§ **Data for analysis**
__________
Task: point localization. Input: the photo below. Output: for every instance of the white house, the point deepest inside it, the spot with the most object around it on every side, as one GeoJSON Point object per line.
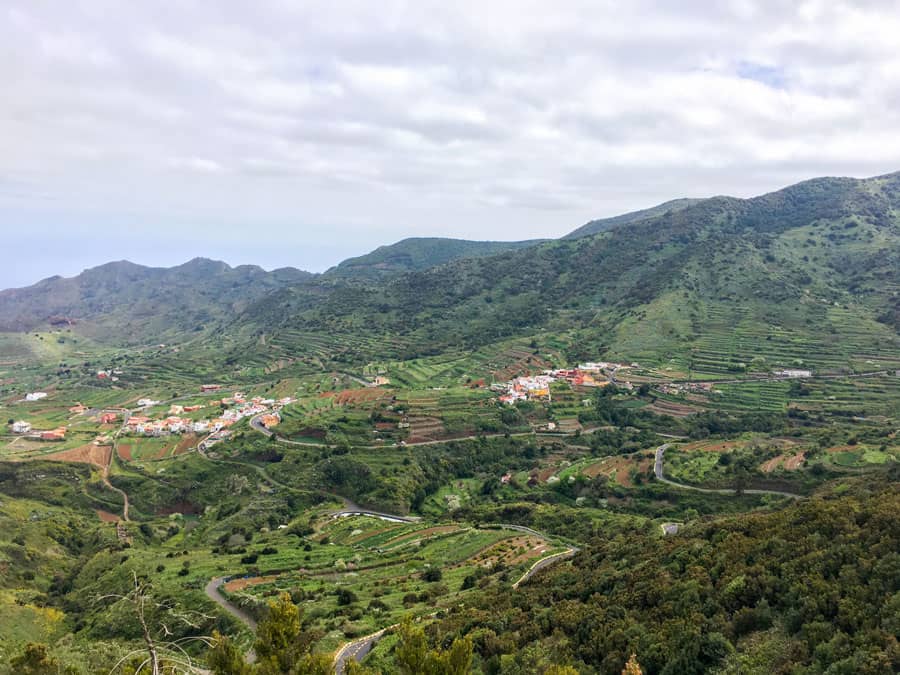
{"type": "Point", "coordinates": [794, 373]}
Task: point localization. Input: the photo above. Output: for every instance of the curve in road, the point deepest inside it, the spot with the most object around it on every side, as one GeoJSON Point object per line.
{"type": "Point", "coordinates": [658, 472]}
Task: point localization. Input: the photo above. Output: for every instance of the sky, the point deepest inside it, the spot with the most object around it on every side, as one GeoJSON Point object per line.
{"type": "Point", "coordinates": [288, 133]}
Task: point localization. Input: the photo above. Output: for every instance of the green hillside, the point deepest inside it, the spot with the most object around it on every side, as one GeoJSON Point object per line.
{"type": "Point", "coordinates": [124, 302]}
{"type": "Point", "coordinates": [807, 273]}
{"type": "Point", "coordinates": [418, 253]}
{"type": "Point", "coordinates": [605, 224]}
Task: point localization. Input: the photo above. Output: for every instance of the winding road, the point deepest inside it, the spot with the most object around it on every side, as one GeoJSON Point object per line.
{"type": "Point", "coordinates": [658, 471]}
{"type": "Point", "coordinates": [358, 649]}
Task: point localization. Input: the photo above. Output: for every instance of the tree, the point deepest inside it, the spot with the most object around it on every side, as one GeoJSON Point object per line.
{"type": "Point", "coordinates": [562, 670]}
{"type": "Point", "coordinates": [281, 644]}
{"type": "Point", "coordinates": [278, 634]}
{"type": "Point", "coordinates": [412, 649]}
{"type": "Point", "coordinates": [414, 658]}
{"type": "Point", "coordinates": [35, 661]}
{"type": "Point", "coordinates": [632, 667]}
{"type": "Point", "coordinates": [224, 658]}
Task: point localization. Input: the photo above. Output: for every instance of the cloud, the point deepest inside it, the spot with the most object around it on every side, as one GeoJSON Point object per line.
{"type": "Point", "coordinates": [360, 122]}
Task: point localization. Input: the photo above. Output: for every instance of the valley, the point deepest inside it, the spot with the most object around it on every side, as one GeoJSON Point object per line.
{"type": "Point", "coordinates": [524, 449]}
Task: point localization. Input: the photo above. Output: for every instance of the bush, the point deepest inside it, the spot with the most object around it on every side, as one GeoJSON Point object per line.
{"type": "Point", "coordinates": [345, 596]}
{"type": "Point", "coordinates": [432, 574]}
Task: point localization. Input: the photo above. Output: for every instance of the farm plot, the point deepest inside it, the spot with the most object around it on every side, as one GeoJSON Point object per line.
{"type": "Point", "coordinates": [396, 581]}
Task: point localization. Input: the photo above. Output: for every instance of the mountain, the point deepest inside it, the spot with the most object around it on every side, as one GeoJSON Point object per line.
{"type": "Point", "coordinates": [418, 253]}
{"type": "Point", "coordinates": [604, 224]}
{"type": "Point", "coordinates": [125, 301]}
{"type": "Point", "coordinates": [810, 272]}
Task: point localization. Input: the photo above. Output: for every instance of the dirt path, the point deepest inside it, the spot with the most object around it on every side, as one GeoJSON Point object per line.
{"type": "Point", "coordinates": [658, 471]}
{"type": "Point", "coordinates": [125, 502]}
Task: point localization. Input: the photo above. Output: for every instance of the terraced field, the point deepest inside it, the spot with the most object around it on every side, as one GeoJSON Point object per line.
{"type": "Point", "coordinates": [365, 573]}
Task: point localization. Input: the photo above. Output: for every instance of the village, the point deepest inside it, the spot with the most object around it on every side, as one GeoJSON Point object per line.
{"type": "Point", "coordinates": [179, 419]}
{"type": "Point", "coordinates": [537, 387]}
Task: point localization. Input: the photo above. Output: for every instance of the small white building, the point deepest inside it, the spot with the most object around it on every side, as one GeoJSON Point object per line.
{"type": "Point", "coordinates": [794, 373]}
{"type": "Point", "coordinates": [21, 427]}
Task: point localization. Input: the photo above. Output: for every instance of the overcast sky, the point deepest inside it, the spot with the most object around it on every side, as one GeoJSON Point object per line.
{"type": "Point", "coordinates": [299, 133]}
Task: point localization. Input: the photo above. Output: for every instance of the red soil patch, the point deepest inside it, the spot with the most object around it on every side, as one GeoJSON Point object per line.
{"type": "Point", "coordinates": [786, 462]}
{"type": "Point", "coordinates": [507, 551]}
{"type": "Point", "coordinates": [421, 534]}
{"type": "Point", "coordinates": [371, 533]}
{"type": "Point", "coordinates": [603, 467]}
{"type": "Point", "coordinates": [98, 455]}
{"type": "Point", "coordinates": [163, 452]}
{"type": "Point", "coordinates": [711, 446]}
{"type": "Point", "coordinates": [674, 409]}
{"type": "Point", "coordinates": [241, 584]}
{"type": "Point", "coordinates": [107, 517]}
{"type": "Point", "coordinates": [350, 396]}
{"type": "Point", "coordinates": [795, 462]}
{"type": "Point", "coordinates": [187, 442]}
{"type": "Point", "coordinates": [772, 464]}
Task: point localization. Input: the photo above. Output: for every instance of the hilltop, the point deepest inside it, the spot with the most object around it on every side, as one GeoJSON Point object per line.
{"type": "Point", "coordinates": [808, 272]}
{"type": "Point", "coordinates": [131, 302]}
{"type": "Point", "coordinates": [418, 253]}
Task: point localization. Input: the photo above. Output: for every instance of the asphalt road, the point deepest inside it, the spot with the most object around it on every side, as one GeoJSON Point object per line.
{"type": "Point", "coordinates": [658, 471]}
{"type": "Point", "coordinates": [356, 650]}
{"type": "Point", "coordinates": [545, 562]}
{"type": "Point", "coordinates": [213, 593]}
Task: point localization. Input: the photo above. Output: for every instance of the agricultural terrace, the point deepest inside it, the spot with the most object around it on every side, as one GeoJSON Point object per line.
{"type": "Point", "coordinates": [358, 574]}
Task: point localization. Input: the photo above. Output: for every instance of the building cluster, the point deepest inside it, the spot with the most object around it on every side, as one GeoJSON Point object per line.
{"type": "Point", "coordinates": [237, 407]}
{"type": "Point", "coordinates": [530, 388]}
{"type": "Point", "coordinates": [676, 388]}
{"type": "Point", "coordinates": [537, 387]}
{"type": "Point", "coordinates": [22, 427]}
{"type": "Point", "coordinates": [793, 373]}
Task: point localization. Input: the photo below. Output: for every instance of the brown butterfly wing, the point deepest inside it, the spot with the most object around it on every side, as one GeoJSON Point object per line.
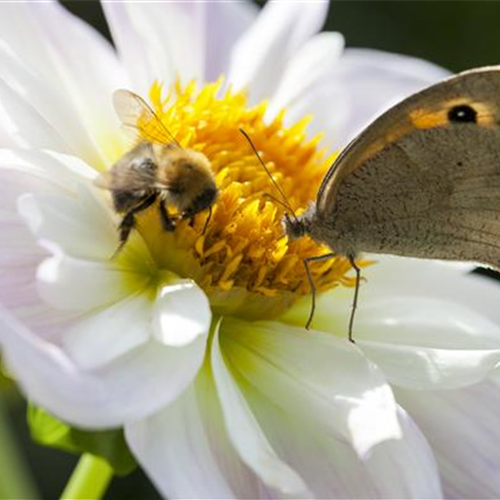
{"type": "Point", "coordinates": [418, 182]}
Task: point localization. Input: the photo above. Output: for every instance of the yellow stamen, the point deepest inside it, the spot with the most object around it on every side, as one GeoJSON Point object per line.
{"type": "Point", "coordinates": [243, 261]}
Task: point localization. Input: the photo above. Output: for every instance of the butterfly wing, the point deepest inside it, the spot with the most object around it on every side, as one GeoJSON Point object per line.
{"type": "Point", "coordinates": [424, 179]}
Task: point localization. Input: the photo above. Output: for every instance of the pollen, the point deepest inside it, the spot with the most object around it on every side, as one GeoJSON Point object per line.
{"type": "Point", "coordinates": [242, 258]}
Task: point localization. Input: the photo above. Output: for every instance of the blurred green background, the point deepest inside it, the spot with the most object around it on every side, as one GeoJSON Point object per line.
{"type": "Point", "coordinates": [456, 34]}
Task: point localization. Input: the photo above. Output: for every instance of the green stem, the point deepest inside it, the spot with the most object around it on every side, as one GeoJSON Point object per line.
{"type": "Point", "coordinates": [89, 480]}
{"type": "Point", "coordinates": [15, 478]}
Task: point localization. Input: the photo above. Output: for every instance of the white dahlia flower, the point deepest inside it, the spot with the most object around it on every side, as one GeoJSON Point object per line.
{"type": "Point", "coordinates": [193, 340]}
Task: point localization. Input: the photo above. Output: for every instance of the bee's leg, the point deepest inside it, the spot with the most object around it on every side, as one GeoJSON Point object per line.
{"type": "Point", "coordinates": [128, 222]}
{"type": "Point", "coordinates": [167, 223]}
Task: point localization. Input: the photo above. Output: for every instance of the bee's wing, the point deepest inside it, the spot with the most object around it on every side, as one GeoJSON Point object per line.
{"type": "Point", "coordinates": [135, 113]}
{"type": "Point", "coordinates": [419, 183]}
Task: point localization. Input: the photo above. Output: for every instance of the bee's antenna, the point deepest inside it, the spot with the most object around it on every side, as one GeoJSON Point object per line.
{"type": "Point", "coordinates": [276, 185]}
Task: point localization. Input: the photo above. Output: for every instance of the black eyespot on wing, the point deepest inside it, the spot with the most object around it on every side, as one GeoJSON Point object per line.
{"type": "Point", "coordinates": [462, 113]}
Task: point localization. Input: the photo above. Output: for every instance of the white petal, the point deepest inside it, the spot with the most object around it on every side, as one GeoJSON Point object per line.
{"type": "Point", "coordinates": [224, 24]}
{"type": "Point", "coordinates": [430, 279]}
{"type": "Point", "coordinates": [316, 57]}
{"type": "Point", "coordinates": [84, 95]}
{"type": "Point", "coordinates": [246, 434]}
{"type": "Point", "coordinates": [362, 85]}
{"type": "Point", "coordinates": [185, 450]}
{"type": "Point", "coordinates": [158, 41]}
{"type": "Point", "coordinates": [418, 341]}
{"type": "Point", "coordinates": [109, 333]}
{"type": "Point", "coordinates": [130, 388]}
{"type": "Point", "coordinates": [260, 56]}
{"type": "Point", "coordinates": [21, 254]}
{"type": "Point", "coordinates": [73, 284]}
{"type": "Point", "coordinates": [83, 227]}
{"type": "Point", "coordinates": [463, 428]}
{"type": "Point", "coordinates": [181, 313]}
{"type": "Point", "coordinates": [323, 378]}
{"type": "Point", "coordinates": [399, 468]}
{"type": "Point", "coordinates": [62, 172]}
{"type": "Point", "coordinates": [48, 101]}
{"type": "Point", "coordinates": [24, 126]}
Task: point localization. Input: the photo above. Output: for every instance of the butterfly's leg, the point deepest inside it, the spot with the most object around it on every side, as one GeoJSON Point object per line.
{"type": "Point", "coordinates": [166, 221]}
{"type": "Point", "coordinates": [208, 219]}
{"type": "Point", "coordinates": [306, 262]}
{"type": "Point", "coordinates": [128, 221]}
{"type": "Point", "coordinates": [357, 270]}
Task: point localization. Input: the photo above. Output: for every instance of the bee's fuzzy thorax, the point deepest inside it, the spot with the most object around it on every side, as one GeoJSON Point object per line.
{"type": "Point", "coordinates": [225, 233]}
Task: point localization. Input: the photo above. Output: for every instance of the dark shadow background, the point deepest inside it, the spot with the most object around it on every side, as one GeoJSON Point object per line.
{"type": "Point", "coordinates": [456, 34]}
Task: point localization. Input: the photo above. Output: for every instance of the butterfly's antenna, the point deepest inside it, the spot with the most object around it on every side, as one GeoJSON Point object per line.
{"type": "Point", "coordinates": [276, 185]}
{"type": "Point", "coordinates": [279, 202]}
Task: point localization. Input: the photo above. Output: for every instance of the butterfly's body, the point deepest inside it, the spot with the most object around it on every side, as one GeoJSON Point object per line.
{"type": "Point", "coordinates": [422, 181]}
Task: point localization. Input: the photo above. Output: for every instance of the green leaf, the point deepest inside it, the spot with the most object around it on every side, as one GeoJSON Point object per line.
{"type": "Point", "coordinates": [110, 445]}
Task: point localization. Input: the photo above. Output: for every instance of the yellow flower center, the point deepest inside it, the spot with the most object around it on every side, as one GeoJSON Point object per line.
{"type": "Point", "coordinates": [243, 260]}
__________
§ **Task to complete**
Output only the lines from the one containing "the yellow flower" through the end of the material, please, exactly as they appear.

§ **Reply to the task**
Task: point localization. Input: the photo above. Output: for every instance of the yellow flower center, the point deepest inside it, the spot with the most object around it on every side, as one GeoJSON Point object per line.
{"type": "Point", "coordinates": [243, 260]}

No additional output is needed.